[Image point grounding data]
•••••

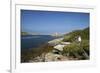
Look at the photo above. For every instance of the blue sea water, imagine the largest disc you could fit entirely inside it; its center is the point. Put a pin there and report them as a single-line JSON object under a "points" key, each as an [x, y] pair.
{"points": [[34, 41]]}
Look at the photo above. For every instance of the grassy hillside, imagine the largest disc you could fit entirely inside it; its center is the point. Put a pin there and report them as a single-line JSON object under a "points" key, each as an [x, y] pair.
{"points": [[70, 37], [24, 33], [79, 50]]}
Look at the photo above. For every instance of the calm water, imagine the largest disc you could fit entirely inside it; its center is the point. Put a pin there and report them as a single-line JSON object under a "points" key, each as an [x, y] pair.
{"points": [[34, 41]]}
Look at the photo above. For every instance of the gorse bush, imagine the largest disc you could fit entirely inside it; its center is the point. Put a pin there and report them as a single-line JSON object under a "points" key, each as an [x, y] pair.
{"points": [[77, 50], [72, 36]]}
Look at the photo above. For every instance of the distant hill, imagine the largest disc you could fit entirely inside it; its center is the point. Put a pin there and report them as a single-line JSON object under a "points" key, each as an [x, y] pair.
{"points": [[74, 34]]}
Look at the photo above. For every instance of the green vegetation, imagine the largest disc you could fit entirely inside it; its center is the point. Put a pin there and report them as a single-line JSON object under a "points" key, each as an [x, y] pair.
{"points": [[77, 50], [31, 54], [70, 37]]}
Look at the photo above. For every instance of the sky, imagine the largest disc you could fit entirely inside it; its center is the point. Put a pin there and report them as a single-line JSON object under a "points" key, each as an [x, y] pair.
{"points": [[49, 22]]}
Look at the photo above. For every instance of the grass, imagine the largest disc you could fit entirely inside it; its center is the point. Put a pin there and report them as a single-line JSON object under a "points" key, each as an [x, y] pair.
{"points": [[77, 50]]}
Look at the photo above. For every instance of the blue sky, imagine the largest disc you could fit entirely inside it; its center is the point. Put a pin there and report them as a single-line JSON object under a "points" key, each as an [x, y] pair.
{"points": [[49, 22]]}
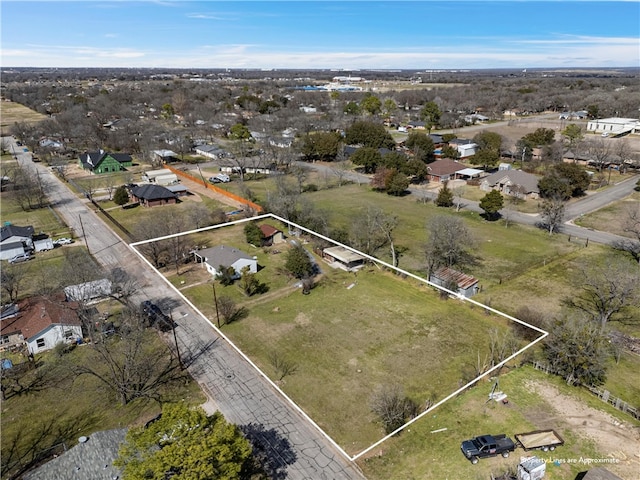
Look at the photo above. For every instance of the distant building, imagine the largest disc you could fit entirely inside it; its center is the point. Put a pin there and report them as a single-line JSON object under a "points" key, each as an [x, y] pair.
{"points": [[104, 162], [451, 279], [614, 126], [41, 323]]}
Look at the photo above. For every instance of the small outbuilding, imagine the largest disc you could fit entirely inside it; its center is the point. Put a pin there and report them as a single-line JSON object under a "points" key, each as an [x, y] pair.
{"points": [[89, 291], [463, 284], [341, 257], [271, 235], [151, 195]]}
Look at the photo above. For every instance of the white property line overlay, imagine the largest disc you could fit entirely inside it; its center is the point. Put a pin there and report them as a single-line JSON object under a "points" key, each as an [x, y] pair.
{"points": [[373, 259]]}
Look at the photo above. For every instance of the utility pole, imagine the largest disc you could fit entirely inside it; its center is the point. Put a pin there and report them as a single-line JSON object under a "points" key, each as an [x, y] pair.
{"points": [[215, 301], [86, 242], [175, 339]]}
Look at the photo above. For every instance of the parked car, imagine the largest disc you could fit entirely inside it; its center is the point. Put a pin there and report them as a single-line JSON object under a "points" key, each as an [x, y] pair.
{"points": [[155, 316], [21, 257], [487, 446], [63, 241], [220, 178]]}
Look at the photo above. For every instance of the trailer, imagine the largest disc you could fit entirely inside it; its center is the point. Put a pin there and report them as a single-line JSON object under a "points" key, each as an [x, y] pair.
{"points": [[544, 440]]}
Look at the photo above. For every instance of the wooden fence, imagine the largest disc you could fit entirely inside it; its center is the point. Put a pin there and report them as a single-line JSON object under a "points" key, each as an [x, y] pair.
{"points": [[603, 395]]}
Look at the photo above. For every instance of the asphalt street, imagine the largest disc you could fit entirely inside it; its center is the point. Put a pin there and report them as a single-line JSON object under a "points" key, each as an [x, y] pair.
{"points": [[297, 450], [576, 208]]}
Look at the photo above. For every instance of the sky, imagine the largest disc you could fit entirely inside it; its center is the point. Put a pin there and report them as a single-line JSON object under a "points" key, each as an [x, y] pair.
{"points": [[349, 35]]}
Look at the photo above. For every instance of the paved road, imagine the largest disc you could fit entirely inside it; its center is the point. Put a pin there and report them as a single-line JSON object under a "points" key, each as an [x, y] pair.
{"points": [[576, 208], [297, 450]]}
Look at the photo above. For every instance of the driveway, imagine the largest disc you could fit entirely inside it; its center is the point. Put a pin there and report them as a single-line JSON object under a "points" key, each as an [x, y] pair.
{"points": [[296, 449], [576, 208]]}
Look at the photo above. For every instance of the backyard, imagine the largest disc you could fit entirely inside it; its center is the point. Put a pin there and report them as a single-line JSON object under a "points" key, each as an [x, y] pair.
{"points": [[354, 334]]}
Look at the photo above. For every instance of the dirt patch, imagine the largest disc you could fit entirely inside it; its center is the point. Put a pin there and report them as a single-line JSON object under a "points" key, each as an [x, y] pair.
{"points": [[613, 438]]}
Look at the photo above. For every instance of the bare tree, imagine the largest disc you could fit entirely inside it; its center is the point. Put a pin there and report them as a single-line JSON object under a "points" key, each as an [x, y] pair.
{"points": [[371, 230], [448, 243], [300, 173], [393, 407], [12, 278], [340, 170], [282, 365], [599, 151], [631, 226], [130, 365], [552, 212], [607, 291], [458, 196]]}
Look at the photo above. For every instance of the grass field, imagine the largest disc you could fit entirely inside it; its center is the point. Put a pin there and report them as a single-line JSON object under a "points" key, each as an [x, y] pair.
{"points": [[420, 454], [352, 335], [613, 216], [11, 113]]}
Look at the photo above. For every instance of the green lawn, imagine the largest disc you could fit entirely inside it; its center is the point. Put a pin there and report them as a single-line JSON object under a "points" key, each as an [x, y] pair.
{"points": [[347, 342], [419, 454]]}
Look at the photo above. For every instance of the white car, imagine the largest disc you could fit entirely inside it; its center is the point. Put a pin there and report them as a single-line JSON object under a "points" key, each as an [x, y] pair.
{"points": [[21, 257], [63, 241]]}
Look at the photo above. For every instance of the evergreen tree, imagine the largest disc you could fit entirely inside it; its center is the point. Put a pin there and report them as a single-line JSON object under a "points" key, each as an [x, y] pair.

•••••

• [WORK INSTRUCTIONS]
Print every entry exactly; omit the pictures.

• [SOLVED PROBLEM]
Look at the photo above. For every instance of the blue sea water, imagine the largest disc you could fit entirely inside it; its center is the point. Put a pin there and report them as a single-line JSON object under a "points" key, each as an [x, y] pair.
{"points": [[34, 41]]}
Look at the photo above. For every instance of the grassy hillside, imagine the largest disc you could fit entirely inside it; its center is the point. Put a pin there and report them as a single-line JSON object under a "points" key, each as an [x, y] pair.
{"points": [[70, 37], [24, 33], [79, 50]]}
Look at the photo above. For every instance of the calm water, imagine the largest disc you could fit entirely inside it; its center is the point. Put a pin there and report them as a single-line JSON object under a "points" key, each as an [x, y] pair.
{"points": [[34, 41]]}
Look at the photo above. For every instance of the gorse bush, imagine the largest disc you could fit entirely inside it; its center is the point. Put a pin there and report them as a single-line JSON object under a "points" key, each as an [x, y] pair.
{"points": [[77, 50], [72, 36]]}
Look at the photo above. For every instance of the distant hill, imagine the largest disc you could fit entirely inside it; its center is the point. Put a pin there and report them as a single-line JSON object under a "points" key, each as an [x, y] pair.
{"points": [[74, 34]]}
Look at the photo above. For every instance of the green vegetation, imagine the largest disc you could fit entirely inside it; its center is the point. Put a pin there and report them as a single-line JSON object under a "points" key, each as an [x, y] pair.
{"points": [[77, 50], [31, 54], [70, 37]]}
Look at the photo above. For every instance of the sky, imagine the largest disc you could fit entirely inside it; its center is the point. Put a pin there and report them as a single-line JSON object under a "points" key, each as an [x, y] pair.
{"points": [[49, 22]]}
Look at the photo above. For every instance of the grass, imagine the largest disc you could fit entirely inside it; its center is the point. Put a pin there and report them as a single-line JSON object under a "points" key, each as an [x, y] pair.
{"points": [[77, 50]]}
Look at the photo above. For every instance of the blue sky, imagine the largest disc you could fit entirely inside it; its center is the point. Put a pin there and report them as a single-line JSON object under a "points" key, each as an [x, y] pair.
{"points": [[49, 22]]}
Look at the photo above. For every instance of the distant building, imagine the largest disc you could fit entirely inside it; its center is the point. Put a pin there and report them as a single-line JSON object under a "points" key, each as an [x, y] pair.
{"points": [[104, 162], [451, 279], [614, 126], [41, 323]]}
Look at the photo above. For every instance of the small outbuilding, imagine the largest disc you could fit entirely inside it; its center is the point. Put a pin there and report them as a single-line JSON object under a "points" key, each as an [x, y] pair.
{"points": [[89, 291], [463, 284], [341, 257], [271, 235], [151, 195]]}
Look at the photo above. For every instance of the white property line overlay, imagine the largest disc you could fit entirely inside it; its center is the point. Put a pin there and report them as a single-line JSON object under a "points" key, each as an [x, y] pair.
{"points": [[373, 259]]}
Look at the photo above. For every instance of the utility pole, imagine the largest disc you could fit entirely inside it; its center is the point. Put a pin there and report them as a single-line JSON object under a "points" key, each as an [x, y] pair.
{"points": [[215, 301], [86, 242], [175, 339]]}
Look at the photo above. For every instance of the parked car, imagine the largest disc you could fit entirely inside it; its center is the point. Put a pin there and report them as a single-line JSON object under a "points" key, each as an [x, y] pair.
{"points": [[155, 316], [21, 257], [487, 446], [63, 241], [220, 178]]}
Look at the photo above. For every instance of the trailer, imagine the largest disc you could fit entirely inside it; its center is the point. Put a pin there and report them as a single-line JSON object under a "points" key, each as an [x, y] pair.
{"points": [[544, 440]]}
Look at the photo above. For every instance of the wooden fence, imagine the largest disc you could fit entirely inside it; its center is the point. Put a pin there and report them as a single-line JSON object under a "points" key, each as an [x, y] pair.
{"points": [[603, 395]]}
Look at the photo above. For every instance of the asphalt street, imagine the largest disc you could fit entirely inside it; its center is the point. Put a pin there and report them as a single-line JSON object under a "points" key, each as an [x, y] pair.
{"points": [[297, 450], [576, 208]]}
Look at the photo above. For every instance of the sky, imagine the largest disc you could fit entirely inside it; its center is the point. Put a pin there and report them as a single-line JSON object under a "points" key, each as an [x, y] pair.
{"points": [[349, 35]]}
Look at the photo above. For every instance of the paved road, imagine the largest disc you could fit entirely inside it; its center is the point. Put a pin there and report them as a single-line JSON object under a "points" key, each as an [x, y] pair.
{"points": [[576, 208], [297, 450]]}
Look at the photo above. For every instance of the driveway, imagine the largest disc you could fit entirely inside it; its center is the point. Put a pin there and report them as a single-line JSON object under a "points" key, each as an [x, y] pair.
{"points": [[296, 449], [576, 208]]}
Look at the photo above. For every instance of the backyard, imagine the largest disc you could fit entirely inside it; its center is the point. Put a pin there and report them as a single-line JSON object under a "points" key, each as an [x, y] pair.
{"points": [[354, 334]]}
Look at the photo above. For every instance of the dirt patch, imagine the largest disc you could fit entirely inside it; its center is the point. Put a pin there and report them as a single-line JSON object under a "points" key, each as an [x, y] pair.
{"points": [[613, 438]]}
Look at the photo above. For every instance of the bare tree, imagine the largest disc you could fit entirely inside it; its center is the point. Put a pin there and report them as a single-line JSON object under a "points" key, each as an [x, y] pair.
{"points": [[371, 230], [448, 243], [300, 173], [393, 407], [12, 278], [340, 170], [282, 365], [599, 151], [631, 226], [130, 365], [552, 212], [607, 291], [458, 196]]}
Look at the photo above. For every instance of the grass field, imagine the largest disc you could fit entirely inside it; its center is the point. Put a pin there and report them as a single-line JSON object under a "points" key, each as an [x, y] pair.
{"points": [[420, 454], [352, 335], [613, 216], [11, 113]]}
Look at the photo above. For every instance of the green lawn, imagine the largest disc you could fit entirely inside it; its center is the point. Put a pin there and report them as a single-line JSON object under a "points" key, each as an [x, y] pair.
{"points": [[347, 342], [419, 454]]}
Look at the photo above. For every instance of the white car, imagine the largest disc you could fit entirely inside it; its center is the point. Put a pin there and report them as a single-line JSON object under a "points" key, each as an [x, y] pair.
{"points": [[21, 257], [63, 241]]}
Look at the photo above. For every instance of the evergreen tree, imagine the largest disc you could fit entirely inside it; its center is the point. Put a pin there and report them as a single-line JSON object under a "points" key, each as an [x, y] pair.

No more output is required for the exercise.